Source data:
========================================

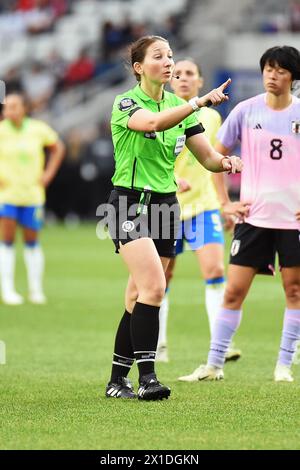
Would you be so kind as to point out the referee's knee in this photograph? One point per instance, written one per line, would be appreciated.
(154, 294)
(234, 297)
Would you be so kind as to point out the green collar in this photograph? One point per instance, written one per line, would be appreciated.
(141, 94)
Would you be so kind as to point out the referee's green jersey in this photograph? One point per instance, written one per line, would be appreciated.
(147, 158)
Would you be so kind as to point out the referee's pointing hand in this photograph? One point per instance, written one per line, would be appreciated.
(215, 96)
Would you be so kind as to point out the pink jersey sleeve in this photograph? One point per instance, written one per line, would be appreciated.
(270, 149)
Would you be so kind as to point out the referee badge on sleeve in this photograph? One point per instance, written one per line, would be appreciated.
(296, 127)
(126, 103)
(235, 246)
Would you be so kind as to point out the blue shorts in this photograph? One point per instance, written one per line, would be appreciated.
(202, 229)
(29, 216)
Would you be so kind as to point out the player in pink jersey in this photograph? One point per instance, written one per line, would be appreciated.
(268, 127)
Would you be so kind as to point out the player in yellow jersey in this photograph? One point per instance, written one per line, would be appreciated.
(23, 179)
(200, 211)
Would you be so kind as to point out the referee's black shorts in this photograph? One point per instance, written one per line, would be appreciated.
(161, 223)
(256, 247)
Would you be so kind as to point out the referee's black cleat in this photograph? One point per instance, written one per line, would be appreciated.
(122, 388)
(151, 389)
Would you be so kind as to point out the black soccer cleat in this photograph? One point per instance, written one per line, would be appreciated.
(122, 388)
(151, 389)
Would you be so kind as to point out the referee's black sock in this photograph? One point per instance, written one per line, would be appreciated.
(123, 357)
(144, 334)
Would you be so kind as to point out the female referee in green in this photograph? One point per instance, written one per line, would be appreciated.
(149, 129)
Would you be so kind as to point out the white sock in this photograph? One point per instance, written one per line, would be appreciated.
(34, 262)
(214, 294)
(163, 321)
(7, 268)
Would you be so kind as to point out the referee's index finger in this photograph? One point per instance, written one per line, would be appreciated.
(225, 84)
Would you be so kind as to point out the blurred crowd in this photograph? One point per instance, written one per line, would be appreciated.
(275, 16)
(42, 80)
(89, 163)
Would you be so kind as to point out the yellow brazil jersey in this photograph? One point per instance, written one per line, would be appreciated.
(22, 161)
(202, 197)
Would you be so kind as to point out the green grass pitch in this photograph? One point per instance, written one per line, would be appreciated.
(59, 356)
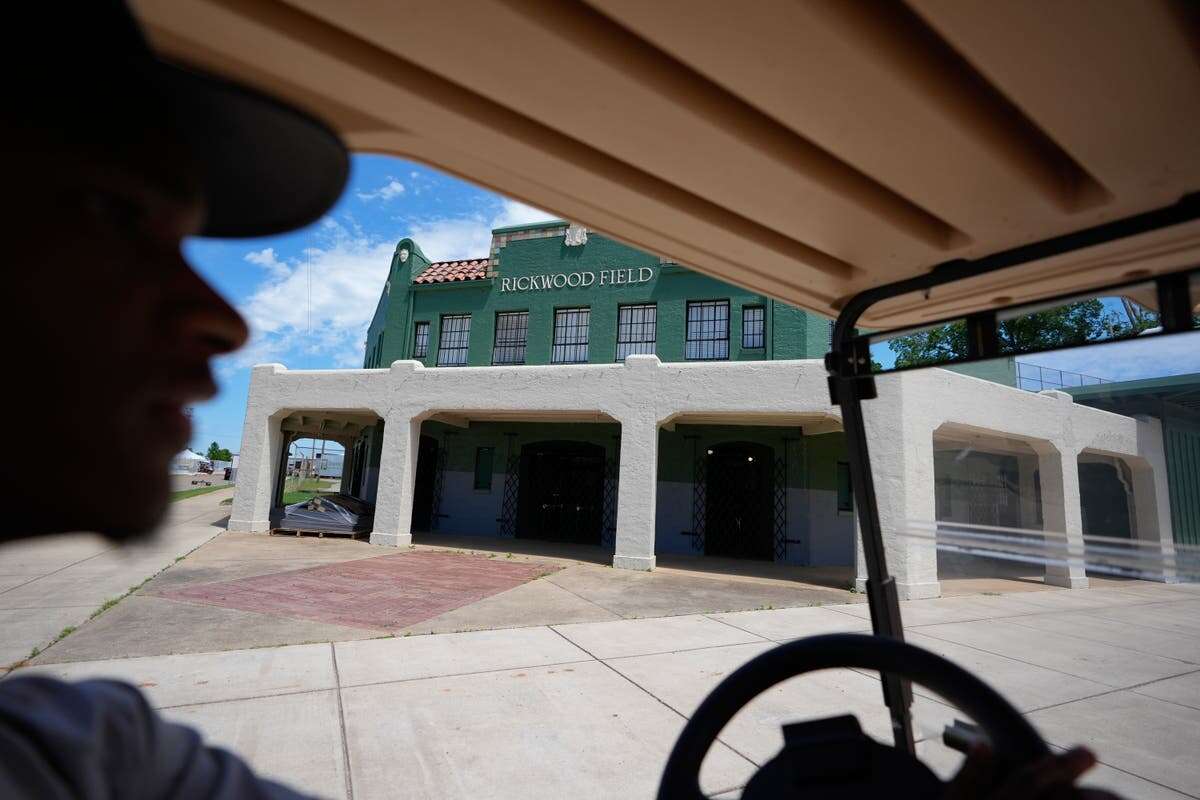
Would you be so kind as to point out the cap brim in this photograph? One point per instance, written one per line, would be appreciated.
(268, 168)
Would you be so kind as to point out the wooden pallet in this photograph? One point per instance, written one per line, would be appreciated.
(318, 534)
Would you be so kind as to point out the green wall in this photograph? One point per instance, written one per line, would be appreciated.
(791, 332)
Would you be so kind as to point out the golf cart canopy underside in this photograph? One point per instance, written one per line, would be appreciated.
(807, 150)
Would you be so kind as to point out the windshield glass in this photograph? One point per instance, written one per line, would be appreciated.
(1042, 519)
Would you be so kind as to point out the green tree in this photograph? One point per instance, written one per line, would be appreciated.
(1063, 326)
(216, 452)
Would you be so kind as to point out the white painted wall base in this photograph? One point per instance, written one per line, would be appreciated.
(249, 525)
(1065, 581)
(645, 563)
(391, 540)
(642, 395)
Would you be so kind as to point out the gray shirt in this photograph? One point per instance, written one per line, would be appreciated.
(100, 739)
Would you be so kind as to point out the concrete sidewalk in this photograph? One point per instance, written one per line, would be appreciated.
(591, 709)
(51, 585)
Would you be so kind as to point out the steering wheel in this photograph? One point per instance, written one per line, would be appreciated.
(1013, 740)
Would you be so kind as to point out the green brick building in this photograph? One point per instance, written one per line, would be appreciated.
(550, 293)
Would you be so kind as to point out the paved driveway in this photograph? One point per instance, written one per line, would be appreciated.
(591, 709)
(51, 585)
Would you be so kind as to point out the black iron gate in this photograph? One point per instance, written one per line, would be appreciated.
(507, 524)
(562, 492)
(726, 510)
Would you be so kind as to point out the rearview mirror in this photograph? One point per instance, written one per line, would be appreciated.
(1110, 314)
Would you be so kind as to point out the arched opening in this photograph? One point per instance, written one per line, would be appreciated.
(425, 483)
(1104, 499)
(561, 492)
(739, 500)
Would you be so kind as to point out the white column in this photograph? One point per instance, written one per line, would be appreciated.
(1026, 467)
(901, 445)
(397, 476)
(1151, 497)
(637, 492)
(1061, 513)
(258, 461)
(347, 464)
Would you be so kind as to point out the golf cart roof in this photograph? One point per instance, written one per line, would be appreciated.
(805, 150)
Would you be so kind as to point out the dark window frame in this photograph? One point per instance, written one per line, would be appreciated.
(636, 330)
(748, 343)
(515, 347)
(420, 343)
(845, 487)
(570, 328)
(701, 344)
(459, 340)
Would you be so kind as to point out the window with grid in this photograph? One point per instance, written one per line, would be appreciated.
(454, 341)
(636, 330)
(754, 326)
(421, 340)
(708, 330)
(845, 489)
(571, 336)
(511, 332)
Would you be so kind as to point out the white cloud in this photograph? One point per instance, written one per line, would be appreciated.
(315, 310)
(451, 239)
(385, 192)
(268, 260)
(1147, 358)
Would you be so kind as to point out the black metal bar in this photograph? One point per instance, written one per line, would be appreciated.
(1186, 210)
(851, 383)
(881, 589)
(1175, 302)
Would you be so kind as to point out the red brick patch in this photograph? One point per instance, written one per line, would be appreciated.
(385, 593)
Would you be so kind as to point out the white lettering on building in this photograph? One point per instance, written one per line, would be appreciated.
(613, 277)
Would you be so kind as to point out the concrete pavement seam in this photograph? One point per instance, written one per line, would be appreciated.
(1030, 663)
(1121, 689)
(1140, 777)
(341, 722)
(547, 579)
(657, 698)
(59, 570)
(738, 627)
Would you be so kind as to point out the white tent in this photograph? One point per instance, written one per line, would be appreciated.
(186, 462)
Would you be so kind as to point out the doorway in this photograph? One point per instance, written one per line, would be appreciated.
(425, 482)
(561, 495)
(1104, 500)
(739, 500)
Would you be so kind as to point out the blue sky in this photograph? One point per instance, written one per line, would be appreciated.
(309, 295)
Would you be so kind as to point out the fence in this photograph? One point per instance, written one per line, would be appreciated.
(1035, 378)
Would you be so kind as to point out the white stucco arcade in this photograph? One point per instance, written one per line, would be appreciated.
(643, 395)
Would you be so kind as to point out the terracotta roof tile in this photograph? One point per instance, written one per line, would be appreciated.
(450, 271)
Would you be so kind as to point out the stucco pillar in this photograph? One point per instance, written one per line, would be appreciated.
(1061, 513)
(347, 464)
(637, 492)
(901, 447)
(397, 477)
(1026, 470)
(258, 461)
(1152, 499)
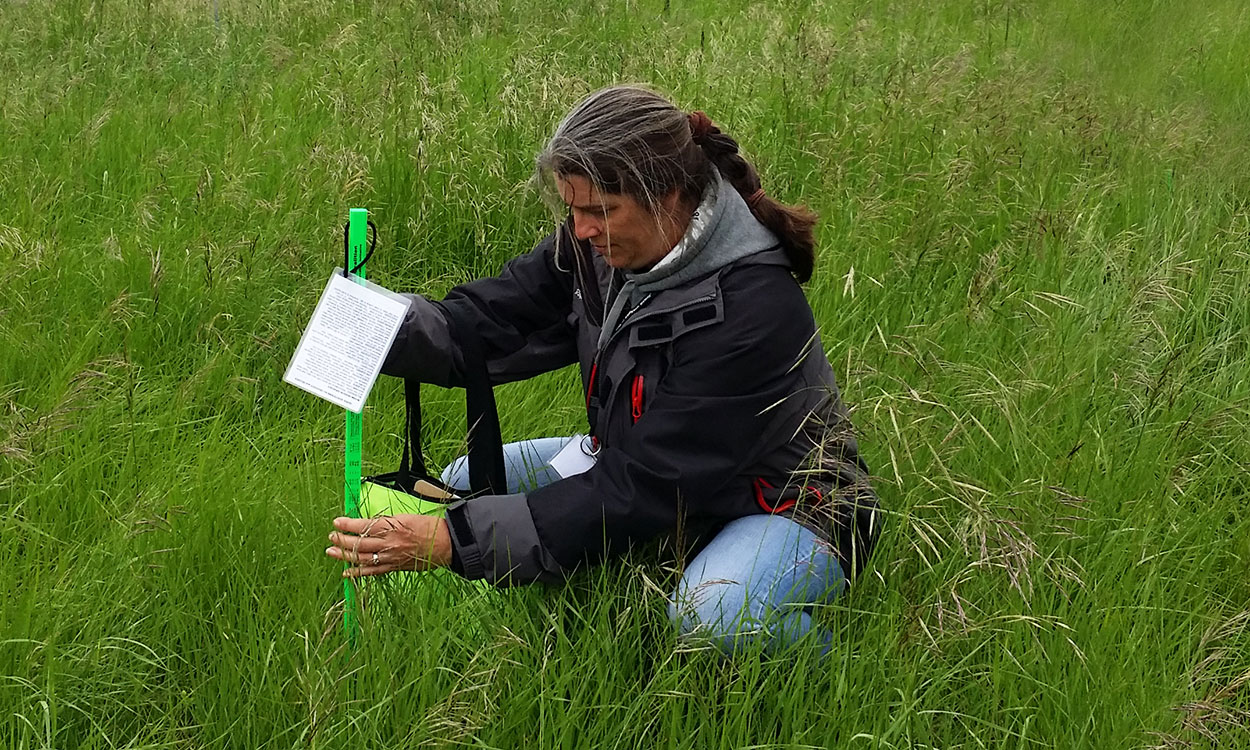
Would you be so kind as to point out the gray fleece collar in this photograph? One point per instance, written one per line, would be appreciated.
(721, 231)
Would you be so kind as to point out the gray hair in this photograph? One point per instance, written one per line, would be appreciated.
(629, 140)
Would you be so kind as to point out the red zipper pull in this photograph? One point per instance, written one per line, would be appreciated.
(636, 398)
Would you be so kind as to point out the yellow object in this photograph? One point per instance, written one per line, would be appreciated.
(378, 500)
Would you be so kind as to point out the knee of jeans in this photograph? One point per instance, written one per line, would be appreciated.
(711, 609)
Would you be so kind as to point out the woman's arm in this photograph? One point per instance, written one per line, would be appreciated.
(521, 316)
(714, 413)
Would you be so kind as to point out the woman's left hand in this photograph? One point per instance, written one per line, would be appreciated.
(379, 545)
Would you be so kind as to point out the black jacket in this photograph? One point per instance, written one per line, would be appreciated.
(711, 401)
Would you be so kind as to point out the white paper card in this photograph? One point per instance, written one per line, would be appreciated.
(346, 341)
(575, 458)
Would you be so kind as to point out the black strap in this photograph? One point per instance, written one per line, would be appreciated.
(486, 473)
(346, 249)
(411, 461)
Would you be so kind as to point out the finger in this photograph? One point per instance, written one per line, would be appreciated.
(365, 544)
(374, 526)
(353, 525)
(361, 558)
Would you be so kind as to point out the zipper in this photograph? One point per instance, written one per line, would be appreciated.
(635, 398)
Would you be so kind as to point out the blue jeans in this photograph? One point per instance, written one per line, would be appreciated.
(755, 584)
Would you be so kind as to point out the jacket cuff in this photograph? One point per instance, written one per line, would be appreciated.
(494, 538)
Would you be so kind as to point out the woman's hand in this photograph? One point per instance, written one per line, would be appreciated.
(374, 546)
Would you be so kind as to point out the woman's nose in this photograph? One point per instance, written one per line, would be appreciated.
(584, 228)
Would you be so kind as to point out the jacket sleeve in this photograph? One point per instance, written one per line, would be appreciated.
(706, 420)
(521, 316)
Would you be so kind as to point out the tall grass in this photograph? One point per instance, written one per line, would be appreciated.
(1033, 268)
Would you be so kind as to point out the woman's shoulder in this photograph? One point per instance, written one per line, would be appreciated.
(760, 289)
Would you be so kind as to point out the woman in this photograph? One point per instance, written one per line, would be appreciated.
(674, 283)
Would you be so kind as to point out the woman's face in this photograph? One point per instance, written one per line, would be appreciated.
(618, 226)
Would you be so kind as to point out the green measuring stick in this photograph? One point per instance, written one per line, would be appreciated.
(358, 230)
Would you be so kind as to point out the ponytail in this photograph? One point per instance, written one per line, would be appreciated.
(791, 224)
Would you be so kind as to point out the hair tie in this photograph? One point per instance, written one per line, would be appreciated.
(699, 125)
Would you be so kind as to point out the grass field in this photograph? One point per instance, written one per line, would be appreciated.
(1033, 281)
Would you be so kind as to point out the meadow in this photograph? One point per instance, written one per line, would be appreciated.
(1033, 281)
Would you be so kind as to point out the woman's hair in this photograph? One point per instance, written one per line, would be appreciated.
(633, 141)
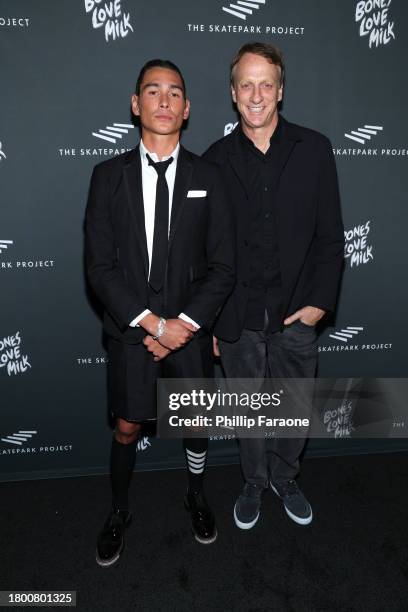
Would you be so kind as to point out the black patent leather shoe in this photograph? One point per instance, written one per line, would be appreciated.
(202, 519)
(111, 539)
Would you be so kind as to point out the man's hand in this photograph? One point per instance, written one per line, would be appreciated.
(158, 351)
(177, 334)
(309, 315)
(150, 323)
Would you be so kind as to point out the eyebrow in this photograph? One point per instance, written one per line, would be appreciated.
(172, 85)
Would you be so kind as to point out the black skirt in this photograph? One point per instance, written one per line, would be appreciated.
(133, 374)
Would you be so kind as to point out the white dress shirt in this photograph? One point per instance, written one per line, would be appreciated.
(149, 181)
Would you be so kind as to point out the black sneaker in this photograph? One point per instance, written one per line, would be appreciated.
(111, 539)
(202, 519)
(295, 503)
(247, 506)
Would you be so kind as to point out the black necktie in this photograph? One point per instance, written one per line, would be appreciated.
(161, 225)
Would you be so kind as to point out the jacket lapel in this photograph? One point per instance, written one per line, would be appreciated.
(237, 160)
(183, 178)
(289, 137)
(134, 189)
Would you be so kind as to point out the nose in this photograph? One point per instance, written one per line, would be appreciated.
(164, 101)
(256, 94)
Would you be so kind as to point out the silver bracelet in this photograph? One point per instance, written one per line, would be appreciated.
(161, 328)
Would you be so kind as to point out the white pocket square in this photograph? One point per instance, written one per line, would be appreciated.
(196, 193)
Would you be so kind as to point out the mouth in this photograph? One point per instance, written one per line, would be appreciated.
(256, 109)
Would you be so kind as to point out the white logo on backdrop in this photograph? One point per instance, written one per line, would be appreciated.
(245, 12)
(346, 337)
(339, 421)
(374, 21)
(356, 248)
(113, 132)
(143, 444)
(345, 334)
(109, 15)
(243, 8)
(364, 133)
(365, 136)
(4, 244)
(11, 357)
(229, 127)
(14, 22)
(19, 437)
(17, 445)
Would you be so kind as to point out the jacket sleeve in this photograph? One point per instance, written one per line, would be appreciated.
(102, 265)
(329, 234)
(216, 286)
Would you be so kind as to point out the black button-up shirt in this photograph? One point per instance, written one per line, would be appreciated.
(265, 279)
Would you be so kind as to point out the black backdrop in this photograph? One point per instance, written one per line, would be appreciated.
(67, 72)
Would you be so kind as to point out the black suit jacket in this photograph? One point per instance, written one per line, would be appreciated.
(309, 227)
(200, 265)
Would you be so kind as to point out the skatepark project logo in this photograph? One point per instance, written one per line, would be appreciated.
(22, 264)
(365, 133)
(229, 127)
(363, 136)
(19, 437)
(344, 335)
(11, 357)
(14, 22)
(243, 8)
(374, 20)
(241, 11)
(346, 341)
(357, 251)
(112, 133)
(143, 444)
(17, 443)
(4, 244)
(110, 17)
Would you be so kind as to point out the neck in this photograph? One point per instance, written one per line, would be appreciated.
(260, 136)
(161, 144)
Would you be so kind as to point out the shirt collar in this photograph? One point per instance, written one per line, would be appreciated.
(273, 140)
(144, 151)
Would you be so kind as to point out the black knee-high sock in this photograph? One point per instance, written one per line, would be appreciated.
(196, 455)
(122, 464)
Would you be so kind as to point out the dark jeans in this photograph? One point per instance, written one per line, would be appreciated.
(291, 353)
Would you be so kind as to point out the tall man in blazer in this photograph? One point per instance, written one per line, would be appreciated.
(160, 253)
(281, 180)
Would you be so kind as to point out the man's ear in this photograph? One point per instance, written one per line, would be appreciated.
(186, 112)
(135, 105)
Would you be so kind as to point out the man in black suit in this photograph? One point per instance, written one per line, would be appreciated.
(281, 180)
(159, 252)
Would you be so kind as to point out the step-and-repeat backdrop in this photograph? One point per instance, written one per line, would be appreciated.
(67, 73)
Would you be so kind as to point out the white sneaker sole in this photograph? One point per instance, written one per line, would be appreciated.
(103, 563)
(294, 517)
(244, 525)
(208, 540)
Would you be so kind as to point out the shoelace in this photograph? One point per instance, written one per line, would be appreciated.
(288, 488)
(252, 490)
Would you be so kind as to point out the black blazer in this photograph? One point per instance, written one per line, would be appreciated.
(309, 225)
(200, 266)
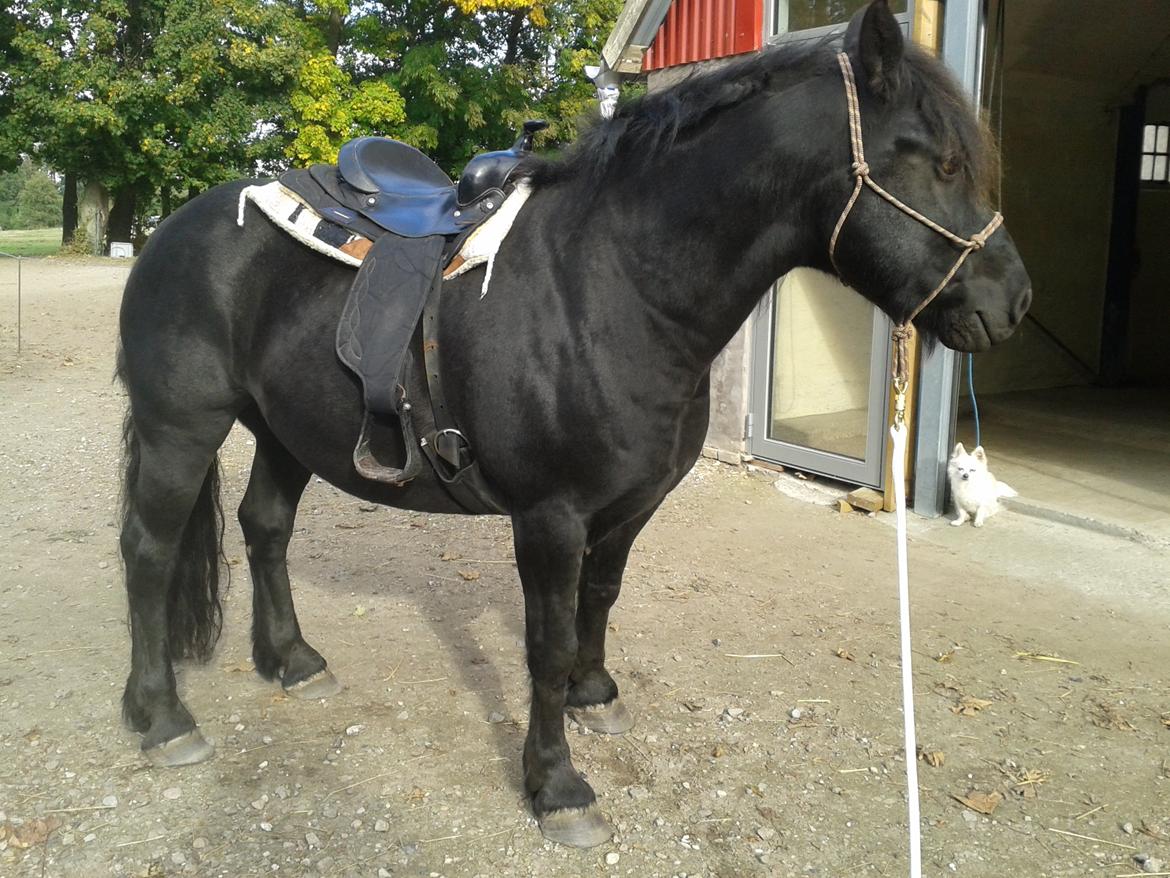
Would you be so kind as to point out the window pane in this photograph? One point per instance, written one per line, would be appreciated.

========================================

-- Problem details --
Can you copy the listing from the line holding "the dark jeans" through the end of the listing, inclusive, substituting "image" for "photograph" and leaving everything else unchanged? Leave the pictures out.

-- Written response --
Would you be so kind as to point out the dark jeans in this image? One point per instance, written one per line, would be appreciated.
(291, 353)
Would you be so kind as to point out the tall man in blazer in this image? One point per instance, written one per line, would be appreciated.
(160, 253)
(281, 180)
Would you be so kind as to point out the man's ear in this image? One point per instance, written one per line, would be appreciated.
(186, 112)
(135, 105)
Would you be so kind as to point out the man in black suit in this image? One point per instance, written one per line, would be appreciated.
(281, 180)
(159, 252)
Would you be so kind as to point out the step-and-repeat backdrop in this image? One point per instance, written one per line, would be appreciated.
(67, 73)
Would you be so kind as to point out the white sneaker sole in this image? One point per instance, written one per line, would be appreciated.
(103, 563)
(294, 517)
(244, 525)
(208, 540)
Would you be so kind as to point out the shoelace in this image? One point per instance, written one per line, would be appreciated.
(288, 488)
(252, 490)
Would you be so kind as to point out the black blazer in this image? One point per instance, written one per line, would be appreciated.
(309, 225)
(200, 266)
Would you be so kind as to point out the window pane in this image? One point per instance, written one per line, would be appreciated.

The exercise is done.